Кеплер был немецкий протестант, полный видений и энтузиазма. Кажется, он принимал всерьез астрологию, как и все в то время, кроме самых отъявленных скептиков и самых убежденных христиан. В молодости он работал над сложной системой, Mysterium Cosmographicum [«Космографическая тайна» (лат.)], пытаясь установить математические соотношения между планетами и Солнцем; он хотел связать движение планет с пятью совершенными «Платоновыми» телами [Перечисленные правильные многогранники были известны до Платона; название «Платоновы тела» было придумано философами школы Платона] – пирамидой, кубом, октаэдром, додекаэдром и икосаэдром, игравшими важную роль в пифагорейской традиции древних греков. Но когда Кеплер обнаружил ошибку в своих данных – он неправильно оценил расстояния некоторых планет от Солнца,– то он отказался от своей теории. Вряд ли можно привести лучший пример значения научного метода. Кеплер хотел построить космологию, систему истин, объясняющих подлинную природу вселенной, как это пытались сделать до него Платон и Фома Аквинский; но так как он получил научную подготовку, то правильное наблюдение – измерение – вынудило его разрушить свою систему и начать все с начала. Для философа фактические данные не являются столь очевидным препятствием.

Физика, и особенно ее две ветви, механика и оптика, в эти столетия вполне созрели. Здесь тоже важную роль сыграл Галилей. Его опыт с падающими телами – один из самых известных в истории науки. Аристотель утверждал, что тела падают со скоростями, пропорциональными их весу, так что тяжелое тело падает быстрее легкого. Галилей в самом деле заставил падать два таких тела – хотя, как показали современные исследования, почти наверное не с живописной падающей башни в Пизе. Оказалось, что тела ведут себя не так, как говорил Аристотель. Из этих наблюдений и более сложных экспериментов и математических расчетов он пришел к нашим современным понятиям ускорения и сложного движения. Опять-таки, Аристотелево представление о «совершенстве» требовало, чтобы движение происходило по окружностям, а не по эллипсам, а прямолинейное движение зависело от природы того, что движется; современные научные представления намного сложнее, выражаются гораздо более сложной математикой и должны постоянно сравниваться с наблюдениями, чтобы убедиться, что предпосылки (или предсказания) в самом деле согласуются с движениями. [В действительности как раз в отношении планетных орбит Галилей не смог отказаться от требования «совершенства» и отвергал законы Кеплера, с которым находился в переписке]

Другой итальянец, Торричелли, изобрел барометр, а немец фон Герике изобрел воздушный насос; многие безымянные труженики содействовали постоянному улучшению линз и других инструментов, что сделало возможным более точные измерения и наблюдения. Бойль и его помощник Гук изучали воздух и другие газы, и начался процесс, который привел через столетие к открытию кислорода и возникновению современной химии.

+===+

* [ЗАДАНИЯ]
1. Почему, согласно отрывку об истории науки, Кеплер отказался от своей теории?
2. Приведите продолжение отрывка об истории науки, начав сразу после его последнего предложения.

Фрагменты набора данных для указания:
+===+

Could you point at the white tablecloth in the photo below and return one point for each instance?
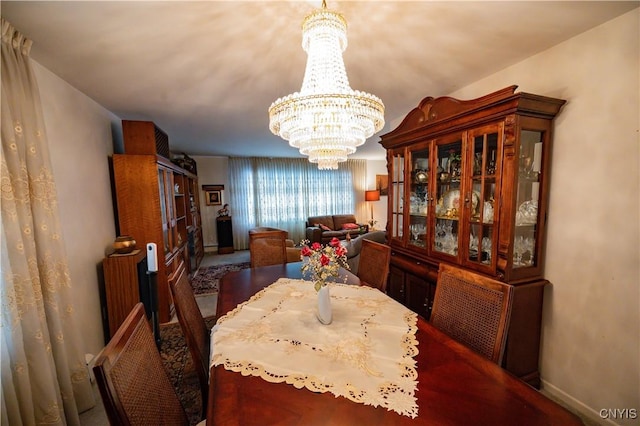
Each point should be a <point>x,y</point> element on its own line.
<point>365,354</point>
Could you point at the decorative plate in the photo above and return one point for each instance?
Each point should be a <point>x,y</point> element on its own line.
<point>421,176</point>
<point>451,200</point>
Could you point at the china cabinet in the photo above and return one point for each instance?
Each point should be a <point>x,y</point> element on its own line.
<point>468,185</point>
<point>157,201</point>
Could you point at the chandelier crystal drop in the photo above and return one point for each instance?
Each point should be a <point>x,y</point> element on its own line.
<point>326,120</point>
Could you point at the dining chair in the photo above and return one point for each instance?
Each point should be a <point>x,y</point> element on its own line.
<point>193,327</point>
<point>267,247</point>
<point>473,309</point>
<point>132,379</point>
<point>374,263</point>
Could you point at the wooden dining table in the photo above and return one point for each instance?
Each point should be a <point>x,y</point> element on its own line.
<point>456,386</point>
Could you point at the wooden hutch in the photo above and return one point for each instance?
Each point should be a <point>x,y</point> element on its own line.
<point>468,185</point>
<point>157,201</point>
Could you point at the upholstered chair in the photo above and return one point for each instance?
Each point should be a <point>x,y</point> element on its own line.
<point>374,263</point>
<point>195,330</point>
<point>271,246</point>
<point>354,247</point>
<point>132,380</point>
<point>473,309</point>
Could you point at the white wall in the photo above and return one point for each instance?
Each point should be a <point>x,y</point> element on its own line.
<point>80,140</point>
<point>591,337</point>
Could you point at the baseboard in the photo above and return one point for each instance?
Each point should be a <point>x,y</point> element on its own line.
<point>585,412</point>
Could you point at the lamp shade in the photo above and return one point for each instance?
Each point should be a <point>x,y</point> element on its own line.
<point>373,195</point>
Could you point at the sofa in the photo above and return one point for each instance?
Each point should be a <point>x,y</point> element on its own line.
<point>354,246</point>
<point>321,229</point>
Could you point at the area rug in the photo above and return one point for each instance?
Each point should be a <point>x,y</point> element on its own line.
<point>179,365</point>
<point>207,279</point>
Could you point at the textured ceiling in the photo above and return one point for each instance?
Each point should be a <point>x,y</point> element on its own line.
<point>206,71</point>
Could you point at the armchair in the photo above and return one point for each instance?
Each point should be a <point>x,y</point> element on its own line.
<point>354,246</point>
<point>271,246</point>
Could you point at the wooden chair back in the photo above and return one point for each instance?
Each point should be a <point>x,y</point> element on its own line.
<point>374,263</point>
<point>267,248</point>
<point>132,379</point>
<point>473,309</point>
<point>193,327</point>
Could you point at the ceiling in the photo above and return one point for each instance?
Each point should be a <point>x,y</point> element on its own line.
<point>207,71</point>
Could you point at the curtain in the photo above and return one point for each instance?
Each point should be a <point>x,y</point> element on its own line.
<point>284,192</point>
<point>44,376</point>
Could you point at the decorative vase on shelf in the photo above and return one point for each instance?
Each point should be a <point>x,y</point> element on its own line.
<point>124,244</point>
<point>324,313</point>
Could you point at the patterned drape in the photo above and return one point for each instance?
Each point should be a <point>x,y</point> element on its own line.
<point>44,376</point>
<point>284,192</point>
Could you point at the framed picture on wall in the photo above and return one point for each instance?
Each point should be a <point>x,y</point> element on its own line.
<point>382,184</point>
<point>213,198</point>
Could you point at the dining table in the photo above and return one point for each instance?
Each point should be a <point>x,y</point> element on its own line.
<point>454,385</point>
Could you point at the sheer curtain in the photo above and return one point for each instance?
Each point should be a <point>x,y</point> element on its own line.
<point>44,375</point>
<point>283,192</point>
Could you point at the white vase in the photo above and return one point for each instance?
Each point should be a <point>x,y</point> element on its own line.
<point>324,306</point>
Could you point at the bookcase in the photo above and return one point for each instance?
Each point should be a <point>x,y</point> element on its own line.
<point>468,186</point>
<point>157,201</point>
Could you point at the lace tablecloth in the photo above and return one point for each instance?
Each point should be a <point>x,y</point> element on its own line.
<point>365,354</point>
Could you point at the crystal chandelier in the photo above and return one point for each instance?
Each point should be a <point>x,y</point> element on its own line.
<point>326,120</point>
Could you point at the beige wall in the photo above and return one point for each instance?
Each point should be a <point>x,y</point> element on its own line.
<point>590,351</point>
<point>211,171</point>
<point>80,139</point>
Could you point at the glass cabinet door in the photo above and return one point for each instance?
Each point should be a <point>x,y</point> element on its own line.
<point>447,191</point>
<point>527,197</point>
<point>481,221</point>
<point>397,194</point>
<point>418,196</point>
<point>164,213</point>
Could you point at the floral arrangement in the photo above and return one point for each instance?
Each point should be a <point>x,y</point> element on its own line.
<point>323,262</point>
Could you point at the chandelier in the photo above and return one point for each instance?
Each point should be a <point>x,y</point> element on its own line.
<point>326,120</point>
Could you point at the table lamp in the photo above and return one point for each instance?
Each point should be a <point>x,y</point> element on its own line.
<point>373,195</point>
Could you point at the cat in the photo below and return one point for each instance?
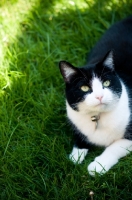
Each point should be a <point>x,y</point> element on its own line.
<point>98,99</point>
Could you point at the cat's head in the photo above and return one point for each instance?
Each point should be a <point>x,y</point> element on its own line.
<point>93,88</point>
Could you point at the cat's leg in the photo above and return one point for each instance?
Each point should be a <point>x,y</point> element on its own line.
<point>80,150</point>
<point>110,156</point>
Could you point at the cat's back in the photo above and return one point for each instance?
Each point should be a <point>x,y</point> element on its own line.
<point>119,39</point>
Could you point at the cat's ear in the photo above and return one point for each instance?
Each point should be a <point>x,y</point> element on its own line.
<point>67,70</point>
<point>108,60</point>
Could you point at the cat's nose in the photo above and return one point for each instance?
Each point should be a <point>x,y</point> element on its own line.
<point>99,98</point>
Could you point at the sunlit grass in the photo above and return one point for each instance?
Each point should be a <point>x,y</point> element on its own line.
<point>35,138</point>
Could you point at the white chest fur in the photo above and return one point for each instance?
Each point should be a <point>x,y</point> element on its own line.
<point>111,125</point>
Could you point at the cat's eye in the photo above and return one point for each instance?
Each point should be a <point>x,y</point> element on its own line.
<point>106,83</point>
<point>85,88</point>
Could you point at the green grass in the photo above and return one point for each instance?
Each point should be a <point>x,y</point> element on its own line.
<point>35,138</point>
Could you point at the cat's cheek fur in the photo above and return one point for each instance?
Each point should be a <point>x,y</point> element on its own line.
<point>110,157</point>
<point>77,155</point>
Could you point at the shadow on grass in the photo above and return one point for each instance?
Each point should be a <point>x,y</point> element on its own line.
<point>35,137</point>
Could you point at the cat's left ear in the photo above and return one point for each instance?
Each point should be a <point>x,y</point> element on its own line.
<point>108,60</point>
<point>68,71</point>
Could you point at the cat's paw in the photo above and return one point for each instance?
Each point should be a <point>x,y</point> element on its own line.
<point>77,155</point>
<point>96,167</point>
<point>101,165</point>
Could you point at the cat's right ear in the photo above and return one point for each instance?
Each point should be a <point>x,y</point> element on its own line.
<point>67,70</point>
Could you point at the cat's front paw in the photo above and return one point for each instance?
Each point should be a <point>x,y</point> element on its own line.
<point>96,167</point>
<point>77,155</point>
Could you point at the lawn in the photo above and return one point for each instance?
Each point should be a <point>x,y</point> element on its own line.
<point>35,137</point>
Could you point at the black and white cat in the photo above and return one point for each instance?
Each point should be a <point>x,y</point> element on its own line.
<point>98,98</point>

+===+

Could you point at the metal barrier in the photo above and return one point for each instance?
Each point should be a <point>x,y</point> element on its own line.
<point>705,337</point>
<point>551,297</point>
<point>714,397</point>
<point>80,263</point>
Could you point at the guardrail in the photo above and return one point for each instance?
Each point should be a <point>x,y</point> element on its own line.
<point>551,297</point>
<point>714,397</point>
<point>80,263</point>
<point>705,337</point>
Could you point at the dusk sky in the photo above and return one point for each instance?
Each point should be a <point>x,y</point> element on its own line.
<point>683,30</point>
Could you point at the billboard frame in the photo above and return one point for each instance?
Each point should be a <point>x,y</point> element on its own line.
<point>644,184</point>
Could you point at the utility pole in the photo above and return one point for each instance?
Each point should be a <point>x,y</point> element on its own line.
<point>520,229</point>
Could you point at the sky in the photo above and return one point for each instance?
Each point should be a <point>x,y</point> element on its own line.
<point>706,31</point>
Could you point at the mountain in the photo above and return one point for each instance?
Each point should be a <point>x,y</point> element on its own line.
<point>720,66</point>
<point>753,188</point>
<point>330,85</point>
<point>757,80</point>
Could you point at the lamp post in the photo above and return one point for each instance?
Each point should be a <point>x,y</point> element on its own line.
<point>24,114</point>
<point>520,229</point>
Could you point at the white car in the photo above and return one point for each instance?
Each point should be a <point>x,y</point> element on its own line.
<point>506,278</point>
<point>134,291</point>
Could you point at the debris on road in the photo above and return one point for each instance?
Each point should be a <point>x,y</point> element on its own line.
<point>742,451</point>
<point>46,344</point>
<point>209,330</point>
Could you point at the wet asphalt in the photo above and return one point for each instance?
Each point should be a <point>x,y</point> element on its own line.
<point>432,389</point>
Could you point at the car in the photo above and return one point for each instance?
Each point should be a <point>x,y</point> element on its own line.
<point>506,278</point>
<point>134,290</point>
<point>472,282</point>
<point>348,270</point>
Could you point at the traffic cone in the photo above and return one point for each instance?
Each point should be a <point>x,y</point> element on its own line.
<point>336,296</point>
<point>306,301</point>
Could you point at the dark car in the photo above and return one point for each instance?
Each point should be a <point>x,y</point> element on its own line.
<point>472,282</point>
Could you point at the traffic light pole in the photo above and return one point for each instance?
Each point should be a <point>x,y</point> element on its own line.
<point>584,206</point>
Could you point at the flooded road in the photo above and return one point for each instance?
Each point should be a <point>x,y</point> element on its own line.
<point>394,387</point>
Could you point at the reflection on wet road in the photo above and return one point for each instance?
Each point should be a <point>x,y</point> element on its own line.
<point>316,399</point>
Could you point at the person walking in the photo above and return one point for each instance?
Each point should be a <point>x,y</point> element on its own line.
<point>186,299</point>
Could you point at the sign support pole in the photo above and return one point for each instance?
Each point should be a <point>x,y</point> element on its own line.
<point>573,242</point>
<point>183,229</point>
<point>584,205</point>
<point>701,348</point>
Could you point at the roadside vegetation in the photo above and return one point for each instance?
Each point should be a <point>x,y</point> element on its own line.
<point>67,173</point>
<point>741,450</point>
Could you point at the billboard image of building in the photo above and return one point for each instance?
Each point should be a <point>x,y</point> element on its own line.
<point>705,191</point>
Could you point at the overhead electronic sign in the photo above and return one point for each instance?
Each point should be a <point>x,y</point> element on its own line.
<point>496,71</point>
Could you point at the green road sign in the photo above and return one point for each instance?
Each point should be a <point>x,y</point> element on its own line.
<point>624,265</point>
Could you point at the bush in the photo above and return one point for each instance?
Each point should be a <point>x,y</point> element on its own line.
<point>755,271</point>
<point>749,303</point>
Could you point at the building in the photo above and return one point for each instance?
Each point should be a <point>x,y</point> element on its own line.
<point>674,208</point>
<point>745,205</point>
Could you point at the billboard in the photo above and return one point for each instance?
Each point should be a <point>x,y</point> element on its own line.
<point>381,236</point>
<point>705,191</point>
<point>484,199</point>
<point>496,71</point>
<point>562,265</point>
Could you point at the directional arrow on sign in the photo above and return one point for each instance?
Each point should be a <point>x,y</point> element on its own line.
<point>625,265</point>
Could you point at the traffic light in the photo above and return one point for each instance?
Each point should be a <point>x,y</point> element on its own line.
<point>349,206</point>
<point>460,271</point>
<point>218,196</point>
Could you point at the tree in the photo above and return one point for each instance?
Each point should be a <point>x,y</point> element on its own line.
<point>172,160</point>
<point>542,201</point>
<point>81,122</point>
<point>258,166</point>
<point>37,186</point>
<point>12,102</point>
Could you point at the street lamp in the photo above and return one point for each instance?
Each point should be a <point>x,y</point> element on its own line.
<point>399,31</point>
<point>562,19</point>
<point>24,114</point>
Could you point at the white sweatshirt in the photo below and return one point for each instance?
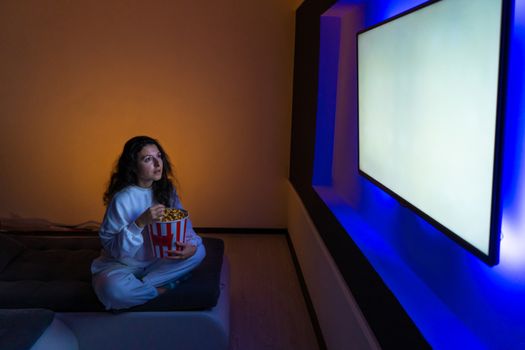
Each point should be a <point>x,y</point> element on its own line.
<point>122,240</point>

+===+

* [ОТВЕТЫ К ЗАДАНИЯМ]
1. Он обнаружил ошибку в своих данных: неправильно оценил расстояния некоторых планет от Солнца.

2.
Все эти исследования указывали на некоторый великий механический принцип, объясняющий природу, на ряд очень сложных правил, выражаемых лишь с помощью высшей математики, но все же представляющих всю природу в виде машины. Это представление очевидным образом вдохновило исследователей жизни, начавших заниматься наукой, которую мы теперь называем биологией, и великое открытие семнадцатого века в области физиологии возникло при попытке применить некоторые физические идеи. В 1628 году Гарвей опубликовал свое доказательство, что сердце человека представляет собой в действительности насос, приводящий в движение кровь по системе сосудов. Борелли показал, что рука человека – это рычаг, и что мускулы выполняют механическую «работу». Наконец, вошел в обращение микроскоп, подобно телескопу, и его первым триумфом было открытие микроорганизмов. Голландец ван Левенгук, пожалуй, наиболее известен из этих ранних микроскопистов, но, как это всегда бывало в развитии науки, многие менее известные и теперь забытые труженики содействовали терпеливому накоплению данных и интерпретации их значения.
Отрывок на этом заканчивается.